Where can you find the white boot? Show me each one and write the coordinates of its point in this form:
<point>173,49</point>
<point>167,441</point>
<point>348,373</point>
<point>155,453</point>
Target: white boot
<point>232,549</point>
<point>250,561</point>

-.-.-

• [GIVEN INSTRUCTION] Copy all of the entries above without changing anything.

• [FINAL ANSWER]
Where can you find the white boot? Show me each one and write the coordinates of its point in this form:
<point>173,49</point>
<point>167,441</point>
<point>348,373</point>
<point>155,453</point>
Target: white boot
<point>232,549</point>
<point>250,561</point>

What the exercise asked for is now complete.